§ Short problem
Write out the entries below once more, exactly, with the pictures left out.

## Start Record list

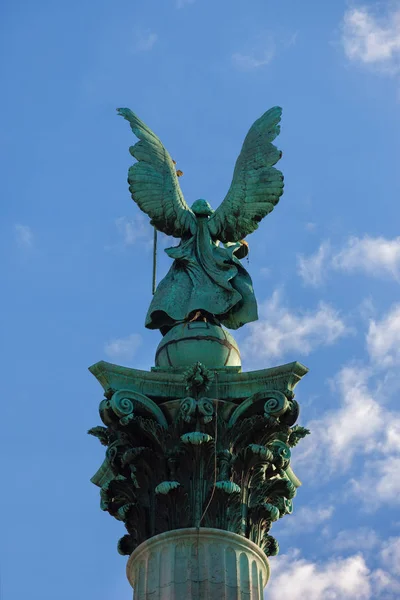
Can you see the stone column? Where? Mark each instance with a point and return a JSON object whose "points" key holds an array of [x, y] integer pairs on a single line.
{"points": [[200, 564], [197, 468]]}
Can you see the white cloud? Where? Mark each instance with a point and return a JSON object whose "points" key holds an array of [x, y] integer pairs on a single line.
{"points": [[248, 62], [378, 257], [145, 40], [280, 331], [23, 235], [390, 555], [375, 256], [363, 423], [136, 230], [338, 578], [356, 426], [354, 539], [379, 483], [383, 339], [123, 348], [183, 3], [312, 268], [297, 578], [310, 226], [372, 40], [307, 518]]}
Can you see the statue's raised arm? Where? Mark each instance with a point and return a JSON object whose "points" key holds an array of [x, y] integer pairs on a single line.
{"points": [[256, 185], [153, 182]]}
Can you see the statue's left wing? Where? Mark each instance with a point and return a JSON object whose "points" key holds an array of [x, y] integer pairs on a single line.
{"points": [[256, 185], [154, 184]]}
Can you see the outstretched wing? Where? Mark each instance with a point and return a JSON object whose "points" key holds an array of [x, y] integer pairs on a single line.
{"points": [[256, 185], [153, 182]]}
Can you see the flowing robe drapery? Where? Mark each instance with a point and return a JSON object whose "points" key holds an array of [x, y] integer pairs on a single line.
{"points": [[205, 277]]}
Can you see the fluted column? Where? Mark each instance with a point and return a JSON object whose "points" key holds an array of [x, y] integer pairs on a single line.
{"points": [[198, 564]]}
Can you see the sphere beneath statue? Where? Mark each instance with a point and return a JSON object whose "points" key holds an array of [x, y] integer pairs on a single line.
{"points": [[198, 341]]}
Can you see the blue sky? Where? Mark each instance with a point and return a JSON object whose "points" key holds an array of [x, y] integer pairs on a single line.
{"points": [[76, 263]]}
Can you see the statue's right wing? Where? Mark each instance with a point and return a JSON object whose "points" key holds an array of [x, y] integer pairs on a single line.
{"points": [[153, 182]]}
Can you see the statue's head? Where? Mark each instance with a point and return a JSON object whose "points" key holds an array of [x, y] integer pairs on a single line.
{"points": [[201, 208]]}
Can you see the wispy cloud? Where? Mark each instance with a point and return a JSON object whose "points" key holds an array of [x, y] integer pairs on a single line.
{"points": [[145, 40], [183, 3], [308, 518], [280, 331], [348, 578], [23, 235], [373, 39], [377, 257], [364, 423], [354, 539], [260, 53], [123, 348], [248, 62], [312, 268], [135, 230], [383, 339]]}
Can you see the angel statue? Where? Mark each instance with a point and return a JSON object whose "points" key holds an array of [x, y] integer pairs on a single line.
{"points": [[206, 281]]}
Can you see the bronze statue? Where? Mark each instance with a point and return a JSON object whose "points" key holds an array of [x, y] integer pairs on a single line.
{"points": [[207, 280]]}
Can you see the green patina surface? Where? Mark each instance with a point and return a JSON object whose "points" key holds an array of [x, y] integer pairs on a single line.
{"points": [[197, 447], [195, 442], [207, 277]]}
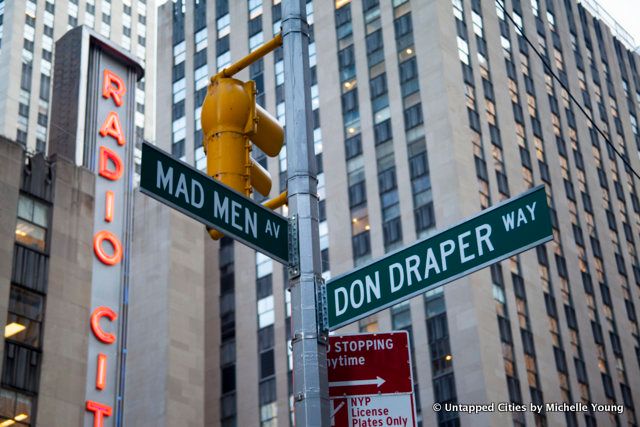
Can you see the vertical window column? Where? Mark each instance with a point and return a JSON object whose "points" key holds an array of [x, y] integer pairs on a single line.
{"points": [[228, 405]]}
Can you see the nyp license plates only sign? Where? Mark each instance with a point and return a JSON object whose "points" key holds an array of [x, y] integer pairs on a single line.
{"points": [[370, 380]]}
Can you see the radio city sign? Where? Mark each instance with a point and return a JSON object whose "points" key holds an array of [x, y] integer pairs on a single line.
{"points": [[107, 245], [92, 122]]}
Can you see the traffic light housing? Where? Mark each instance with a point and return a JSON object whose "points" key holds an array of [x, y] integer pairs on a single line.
{"points": [[231, 121]]}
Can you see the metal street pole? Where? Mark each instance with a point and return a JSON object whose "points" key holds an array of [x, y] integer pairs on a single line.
{"points": [[310, 387]]}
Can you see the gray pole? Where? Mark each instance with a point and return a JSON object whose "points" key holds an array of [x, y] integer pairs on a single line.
{"points": [[310, 388]]}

## End Record list

§ Output of the exercise
Can you see the stone column? Where? Mark each instance with a point and return a JSON object whose "points" key holds an array of [x, y] integer pairs on a single line.
{"points": [[200, 564], [197, 468]]}
Can you see the white cloud? Where? Mark each instance with a point and return a JSON object whose "points" key holds an array of [x, y] integer pairs on a single line.
{"points": [[248, 62], [378, 257], [145, 40], [280, 331], [23, 235], [390, 555], [375, 256], [363, 423], [136, 230], [338, 578], [356, 426], [354, 539], [379, 483], [383, 339], [123, 348], [183, 3], [312, 268], [297, 578], [310, 226], [372, 40], [307, 518]]}
Can you see the statue's raised arm? Where? Mark each instance with a point and return a JSON object whose "points" key holds an array of [x, y] integer pairs on a single line.
{"points": [[256, 185], [153, 182]]}
Can you see the statue's left wing? Where? Mark each instance with a point and return a JSON object whose "points" key holds an array of [x, y] integer pairs on a single line.
{"points": [[256, 185], [154, 184]]}
Can you see the outstretched wing? Where? Mark each instance with a point and return a JSON object whose "points" key holds an array of [x, y] integer pairs on a single line.
{"points": [[256, 185], [153, 182]]}
Can you see the flowing robe drapery? Where? Mark each instance with a point and return a JSON object whose "points" key holds an array of [x, y] integer pairs on a single line.
{"points": [[205, 277]]}
Can you see the fluted column? Where? Mark each instance with a point and return a JSON object whose "points" key holds an array of [x, y] integer pairs on a single line.
{"points": [[198, 564]]}
Can you see the sphere beneath statue? Where? Mark each instance with a point and return a JSON object whose "points" key holds an array of [x, y] integer pairs on a single line.
{"points": [[198, 341]]}
Can you see the blue sky? Where? Mark each instance with a point and return a JSON object whose "points" key holds an array of [x, y] integer pairs on a single line.
{"points": [[76, 263]]}
Can you see the statue's right wing? Where? Mark each instance with a point and return a JSON object whose "points" key holds an array of [x, y] integer pairs on a single line.
{"points": [[153, 182]]}
Can you see the statue's head? Where? Mark each instance with a point and return a JSON object whose "points" key holds an array of [x, y] integer pairs on a single line.
{"points": [[201, 208]]}
Can you see the wispy cloud? Where? Mark each instance with a point and return a JSON object whose "points" key holds an array of [x, y] integer pairs on a single line.
{"points": [[145, 40], [183, 3], [308, 518], [280, 331], [348, 578], [23, 235], [373, 39], [377, 257], [364, 423], [354, 539], [260, 53], [123, 348], [248, 62], [312, 268], [135, 230], [383, 339]]}
Can you see the angel statue? Where? Mark each instance with a point and return a JSON object whose "points" key holds an array of [x, y] integer pairs on a single line.
{"points": [[206, 281]]}
Can you see the bronze statue? Where? Mark each instance with a point and return a JSON object whose "points" key holds an array of [x, y] integer pairs on a single line.
{"points": [[207, 280]]}
Can you see the green patina surface? Where? Mark each instance with a point and return a JSON object whose "points" key holds an array of [x, y] integer pairs on a single line.
{"points": [[197, 447], [195, 442], [207, 277]]}
Can you see the vertical window column? Where? Mark each instance with a point and return a JSON object whose "points" key holds an array of [x, y] integer pairs on a single line.
{"points": [[228, 405]]}
Can you see the nyp license plates only sign? Where? Mark each instance with a point and return a JSON object whose "points" key holds an array of [x, y] integer pairs on a single line.
{"points": [[370, 380]]}
Can you see the radio city sign? Where? Mark each instance with a point and return a JSON object whose "points" key holds an array of [x, y] integer pairs on a single line.
{"points": [[107, 245], [92, 122]]}
Can you see the traffic light housing? Where? Mark each instance with a point and return a JSON object whose "points" key holds an array of [x, y] integer pairs on a single line.
{"points": [[231, 121]]}
Can you see the metal street pole? Where? Mark each instance with a point and return a JSON object whose "points" key holds an array of [x, y] integer pairs on a single line.
{"points": [[310, 387]]}
Can you see the gray pole? Where? Mark each instance with a point and return a JSON object whose "points" key holds an array of [x, y] integer pairs on a single line.
{"points": [[310, 388]]}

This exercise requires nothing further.